● **EXTRACT**:
###

Business group opposes rest area commerce bill

A coalition of highway businesses on June 22 voiced opposition to a bill it says threatens thousands of businesses operating at exits along the nation’s Interstate Highway System, jeopardizing the jobs of more than 2 million Americans.

The legislation, authored by U.S. Sen. Mark Kirk (R-Ill.) and unveiled this week, would permit states to sell food and fuel from interstate rest areas.

The Partnership to Save Highway Communities says Kirk’s legislation would pull the rug out from under the nation’s interstate-based fast-food franchisees, convenience stores, gas stations and truck stops at a time when the businesses are just starting to see signs of recovery from the recession.

“This legislation does nothing more than grant state governments a monopoly directly on the interstate shoulder or median,” said Lisa Mullings, president and CEO of NATSO, a member of the coalition representing truck stops. “The right-of-way location of the commercial rest areas gives the state a major advantage over the businesses at the exit. On interstates where there are commercial rest areas, there are 50 percent fewer businesses at the exits. By changing this law, the government isn’t creating any new demand from travelers for hamburgers or gasoline. They are simply transferring sales from exits to state rest areas.”

###

● **LISTED RECORDS**:
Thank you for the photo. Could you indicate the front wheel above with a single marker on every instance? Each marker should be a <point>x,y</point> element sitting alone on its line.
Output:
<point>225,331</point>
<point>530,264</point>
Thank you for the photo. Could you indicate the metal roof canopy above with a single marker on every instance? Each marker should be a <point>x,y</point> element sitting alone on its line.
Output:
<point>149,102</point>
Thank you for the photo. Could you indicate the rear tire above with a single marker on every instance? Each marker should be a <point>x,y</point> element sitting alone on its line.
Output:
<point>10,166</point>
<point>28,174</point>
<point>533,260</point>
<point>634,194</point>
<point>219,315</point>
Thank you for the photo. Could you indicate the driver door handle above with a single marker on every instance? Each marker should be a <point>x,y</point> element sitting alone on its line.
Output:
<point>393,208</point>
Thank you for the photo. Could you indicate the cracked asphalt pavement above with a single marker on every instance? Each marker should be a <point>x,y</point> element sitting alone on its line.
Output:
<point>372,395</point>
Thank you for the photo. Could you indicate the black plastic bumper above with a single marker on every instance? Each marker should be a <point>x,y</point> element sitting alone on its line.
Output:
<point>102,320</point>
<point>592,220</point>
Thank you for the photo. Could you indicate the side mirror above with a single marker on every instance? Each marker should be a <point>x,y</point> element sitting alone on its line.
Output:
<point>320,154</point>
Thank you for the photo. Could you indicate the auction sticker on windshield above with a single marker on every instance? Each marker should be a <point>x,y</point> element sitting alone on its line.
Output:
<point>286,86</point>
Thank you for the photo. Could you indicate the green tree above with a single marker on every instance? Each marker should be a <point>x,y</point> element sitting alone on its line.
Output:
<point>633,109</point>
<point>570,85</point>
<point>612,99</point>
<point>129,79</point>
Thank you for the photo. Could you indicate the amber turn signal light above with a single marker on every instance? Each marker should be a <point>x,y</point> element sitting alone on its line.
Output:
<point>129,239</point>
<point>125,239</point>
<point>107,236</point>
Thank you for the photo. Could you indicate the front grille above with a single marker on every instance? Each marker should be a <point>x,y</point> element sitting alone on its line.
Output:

###

● **REQUIRED TASKS**:
a) Which kinds of interstate-based businesses does the rest area commerce article say Kirk's legislation would pull the rug out from under?
b) In the records, add 98 to every coordinate in the answers, and rewrite only the stretch from the line containing "Thank you for the photo. Could you indicate the black" through the line containing "<point>286,86</point>", with the requests included.
The article and the records have nothing to do with each other.

● **RESPONSES FOR EACH TASK**:
a) Fast-food franchisees, convenience stores, gas stations and truck stops.

b)
Thank you for the photo. Could you indicate the black plastic bumper above with a single marker on every instance? Each marker should be a <point>x,y</point> element sitting alone on its line.
Output:
<point>200,418</point>
<point>690,318</point>
Thank you for the photo. Could you indicate the side mirror above with a single marker on every instance? Each marker should be a <point>x,y</point> element sitting alone on its line.
Output:
<point>418,252</point>
Thank you for the photo. Could you indicate the auction sticker on windshield above with a single marker on every instance? Each marker should be a <point>x,y</point> element sitting alone on its line.
Output:
<point>384,184</point>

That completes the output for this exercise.